DESCRIPTION OF THE TASK ▸
Reproduce exactly, leaving out pictures, each line from the one holding "of the granite" through the final line of the listing, and add nothing.

=== TASK MATERIAL ===

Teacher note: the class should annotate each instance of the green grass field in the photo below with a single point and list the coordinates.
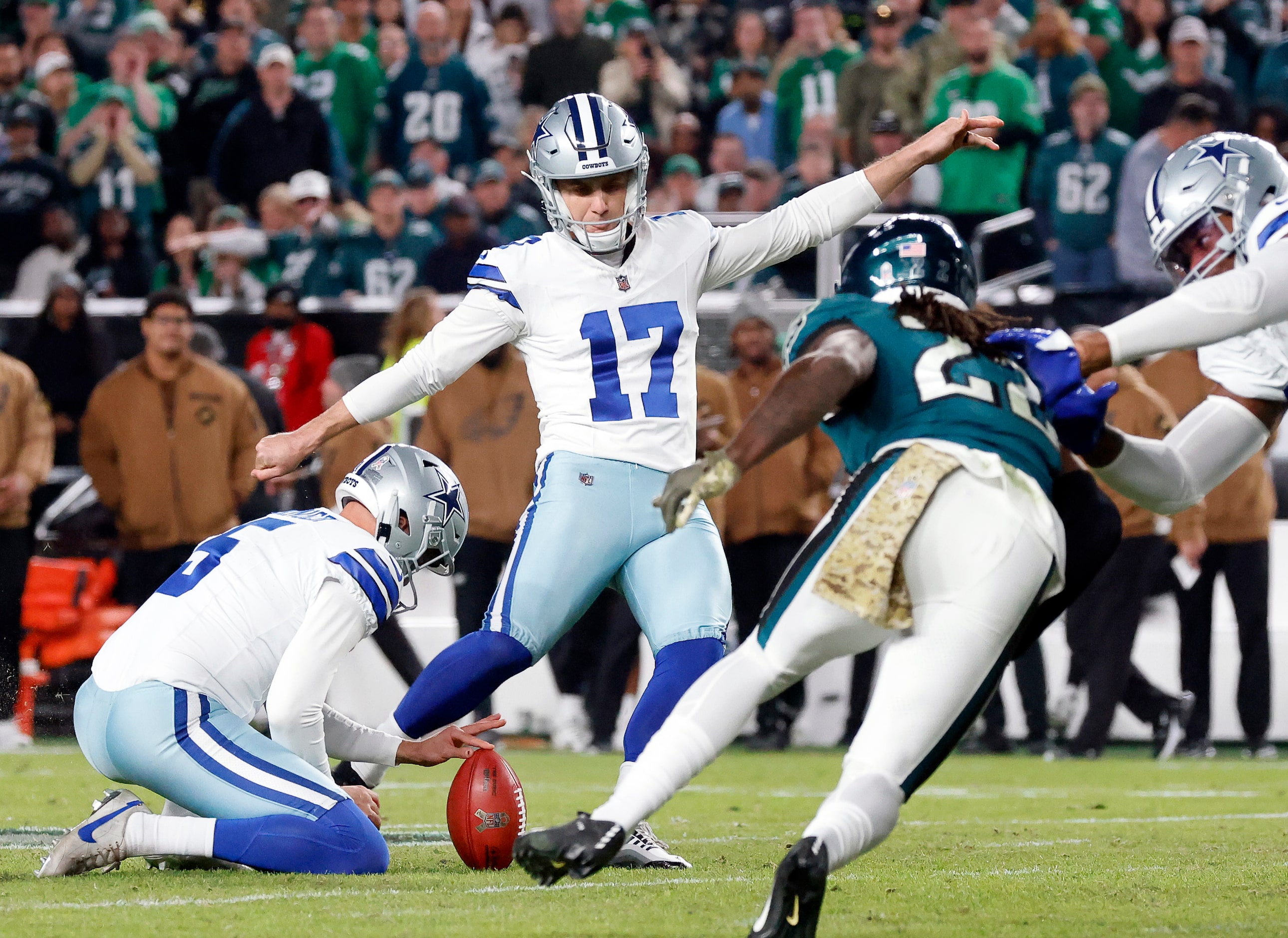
(995, 846)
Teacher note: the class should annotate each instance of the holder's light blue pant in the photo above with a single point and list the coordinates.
(592, 523)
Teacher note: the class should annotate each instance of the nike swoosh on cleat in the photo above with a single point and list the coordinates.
(87, 833)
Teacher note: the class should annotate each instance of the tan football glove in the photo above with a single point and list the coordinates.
(711, 476)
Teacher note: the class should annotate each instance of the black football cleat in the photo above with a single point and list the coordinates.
(796, 899)
(579, 848)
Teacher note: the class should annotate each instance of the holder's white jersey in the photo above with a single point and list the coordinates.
(222, 623)
(1256, 365)
(610, 351)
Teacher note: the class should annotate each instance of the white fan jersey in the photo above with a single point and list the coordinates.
(610, 351)
(221, 624)
(1256, 365)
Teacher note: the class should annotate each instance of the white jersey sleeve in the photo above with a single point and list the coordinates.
(482, 323)
(1209, 311)
(804, 222)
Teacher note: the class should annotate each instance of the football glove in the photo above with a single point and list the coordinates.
(711, 476)
(1078, 418)
(1047, 355)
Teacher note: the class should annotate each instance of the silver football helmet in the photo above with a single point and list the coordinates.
(589, 136)
(1211, 176)
(400, 481)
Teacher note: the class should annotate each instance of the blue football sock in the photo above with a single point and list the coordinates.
(674, 672)
(341, 841)
(459, 679)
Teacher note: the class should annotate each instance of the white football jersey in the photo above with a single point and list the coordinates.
(1256, 365)
(611, 351)
(221, 624)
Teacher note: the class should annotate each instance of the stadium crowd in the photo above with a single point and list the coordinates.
(266, 152)
(367, 147)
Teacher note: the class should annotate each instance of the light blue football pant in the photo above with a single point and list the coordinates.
(592, 525)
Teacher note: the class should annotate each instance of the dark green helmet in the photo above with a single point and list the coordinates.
(910, 250)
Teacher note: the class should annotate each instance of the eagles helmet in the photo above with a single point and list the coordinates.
(400, 481)
(589, 136)
(911, 253)
(1223, 173)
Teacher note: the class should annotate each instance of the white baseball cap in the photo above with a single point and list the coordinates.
(50, 62)
(276, 53)
(310, 185)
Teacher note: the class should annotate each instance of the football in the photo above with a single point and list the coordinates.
(485, 811)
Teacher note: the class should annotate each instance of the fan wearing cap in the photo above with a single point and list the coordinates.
(1075, 188)
(387, 258)
(116, 165)
(32, 183)
(504, 218)
(272, 136)
(12, 93)
(436, 96)
(341, 78)
(292, 356)
(1188, 44)
(861, 89)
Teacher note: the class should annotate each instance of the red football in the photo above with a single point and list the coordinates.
(485, 811)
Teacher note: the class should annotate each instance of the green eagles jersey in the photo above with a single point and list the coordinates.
(116, 187)
(928, 385)
(1098, 18)
(89, 96)
(978, 179)
(1131, 74)
(807, 89)
(1077, 185)
(606, 19)
(307, 263)
(385, 268)
(344, 84)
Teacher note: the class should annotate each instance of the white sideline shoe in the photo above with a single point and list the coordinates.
(98, 841)
(643, 850)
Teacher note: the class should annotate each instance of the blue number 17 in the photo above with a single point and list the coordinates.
(610, 403)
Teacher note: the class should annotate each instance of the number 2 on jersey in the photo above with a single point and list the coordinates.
(610, 403)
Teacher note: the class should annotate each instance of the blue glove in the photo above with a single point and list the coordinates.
(1080, 418)
(1049, 356)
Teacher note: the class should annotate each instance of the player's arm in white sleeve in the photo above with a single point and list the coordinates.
(1174, 473)
(1207, 311)
(482, 323)
(298, 717)
(827, 210)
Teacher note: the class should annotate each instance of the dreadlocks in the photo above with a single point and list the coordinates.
(969, 325)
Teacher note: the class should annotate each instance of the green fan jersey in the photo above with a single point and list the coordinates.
(606, 19)
(116, 187)
(385, 268)
(308, 263)
(978, 179)
(1077, 185)
(807, 89)
(344, 84)
(932, 386)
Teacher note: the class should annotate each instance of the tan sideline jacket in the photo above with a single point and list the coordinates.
(1241, 508)
(26, 434)
(170, 461)
(787, 492)
(1142, 412)
(485, 427)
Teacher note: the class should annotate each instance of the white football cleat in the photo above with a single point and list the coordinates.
(98, 841)
(643, 850)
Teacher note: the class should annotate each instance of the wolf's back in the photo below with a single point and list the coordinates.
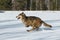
(45, 24)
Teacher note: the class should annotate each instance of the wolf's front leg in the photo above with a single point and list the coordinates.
(31, 29)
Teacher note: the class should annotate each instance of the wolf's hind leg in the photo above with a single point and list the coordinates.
(31, 29)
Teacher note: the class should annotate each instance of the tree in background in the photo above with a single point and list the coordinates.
(5, 5)
(29, 4)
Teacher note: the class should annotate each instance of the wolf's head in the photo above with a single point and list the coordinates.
(21, 16)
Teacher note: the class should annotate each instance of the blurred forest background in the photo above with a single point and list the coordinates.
(29, 4)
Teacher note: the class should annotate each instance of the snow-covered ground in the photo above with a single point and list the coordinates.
(13, 29)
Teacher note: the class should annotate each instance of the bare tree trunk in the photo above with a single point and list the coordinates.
(13, 5)
(30, 4)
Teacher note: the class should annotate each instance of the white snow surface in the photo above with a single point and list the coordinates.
(13, 29)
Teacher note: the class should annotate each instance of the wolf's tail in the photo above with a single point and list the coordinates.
(45, 24)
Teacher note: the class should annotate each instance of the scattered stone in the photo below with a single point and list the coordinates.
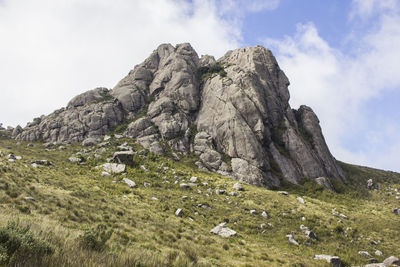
(184, 186)
(392, 260)
(334, 260)
(179, 212)
(301, 200)
(123, 157)
(48, 145)
(310, 234)
(238, 187)
(75, 160)
(125, 147)
(283, 193)
(364, 254)
(43, 162)
(143, 168)
(129, 182)
(175, 156)
(222, 230)
(114, 168)
(219, 192)
(265, 215)
(370, 184)
(292, 240)
(378, 253)
(193, 179)
(91, 141)
(325, 182)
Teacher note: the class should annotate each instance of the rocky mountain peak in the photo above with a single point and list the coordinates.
(233, 113)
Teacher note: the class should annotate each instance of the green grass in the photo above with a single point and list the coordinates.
(88, 219)
(207, 72)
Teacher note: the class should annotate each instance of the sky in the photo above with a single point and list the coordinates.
(342, 57)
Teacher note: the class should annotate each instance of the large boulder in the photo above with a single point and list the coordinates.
(124, 157)
(233, 112)
(222, 230)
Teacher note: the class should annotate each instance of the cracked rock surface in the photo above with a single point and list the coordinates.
(233, 113)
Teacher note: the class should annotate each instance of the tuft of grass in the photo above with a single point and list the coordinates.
(69, 198)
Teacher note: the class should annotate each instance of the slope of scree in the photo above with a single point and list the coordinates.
(233, 113)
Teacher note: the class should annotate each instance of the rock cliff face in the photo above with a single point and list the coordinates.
(233, 113)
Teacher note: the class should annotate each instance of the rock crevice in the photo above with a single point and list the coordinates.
(233, 113)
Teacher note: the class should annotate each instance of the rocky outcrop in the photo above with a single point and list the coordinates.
(233, 113)
(89, 115)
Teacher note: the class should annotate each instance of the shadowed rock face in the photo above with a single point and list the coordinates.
(233, 113)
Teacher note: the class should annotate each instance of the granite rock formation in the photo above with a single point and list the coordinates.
(233, 113)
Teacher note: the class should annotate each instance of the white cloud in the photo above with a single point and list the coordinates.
(365, 8)
(338, 85)
(52, 50)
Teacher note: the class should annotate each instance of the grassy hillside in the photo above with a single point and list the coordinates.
(80, 218)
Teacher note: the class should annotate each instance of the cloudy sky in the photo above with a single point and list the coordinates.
(342, 57)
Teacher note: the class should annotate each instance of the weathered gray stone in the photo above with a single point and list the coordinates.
(184, 186)
(222, 230)
(75, 160)
(334, 260)
(292, 240)
(123, 157)
(324, 182)
(89, 96)
(238, 187)
(245, 126)
(43, 162)
(90, 141)
(392, 260)
(179, 212)
(364, 254)
(370, 184)
(114, 168)
(378, 253)
(265, 215)
(283, 193)
(301, 200)
(129, 182)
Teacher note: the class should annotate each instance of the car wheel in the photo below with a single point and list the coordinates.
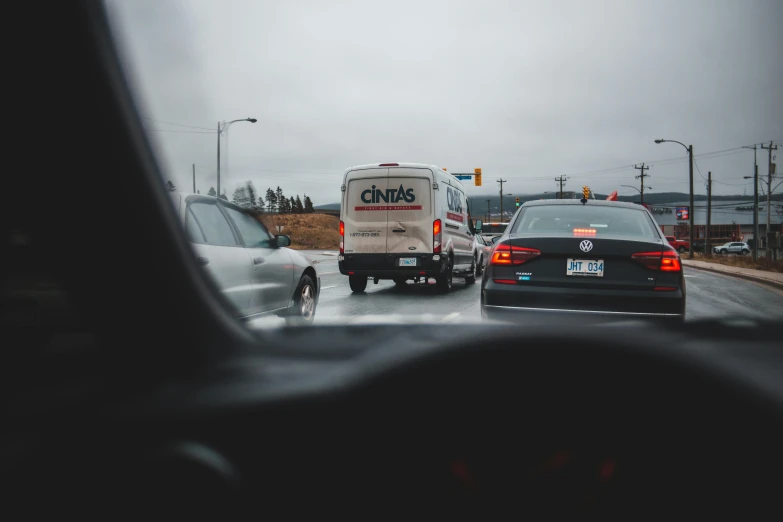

===

EXERCISE OUTPUT ▸
Teacher note: the class should annotate each instance of the granite rock formation in the photo above with a single point and list the coordinates.
(233, 113)
Teacher note: the class should annotate each instance of the white cloud in the photo above with a single point and list the coordinates.
(365, 8)
(338, 85)
(52, 50)
Teacher note: the class should annotate each instance of the grassy hillside in the photo above with a single point and list the coordinates.
(80, 218)
Teacher note: the class should annotate each instance of the cloudy sky in the photo above with a single point and list the coordinates.
(342, 57)
Teacher note: the class should annotate each instance of the weathered gray stone in the photo above with a single point and list the coordinates.
(184, 186)
(222, 230)
(75, 160)
(334, 260)
(292, 240)
(123, 157)
(324, 182)
(89, 96)
(238, 187)
(245, 126)
(43, 162)
(90, 141)
(392, 260)
(179, 212)
(364, 254)
(370, 184)
(114, 168)
(378, 253)
(265, 215)
(283, 193)
(301, 200)
(129, 182)
Teacher note: the class should annotate each instance of the car wheel in the photo below with a single point and list the coordinates.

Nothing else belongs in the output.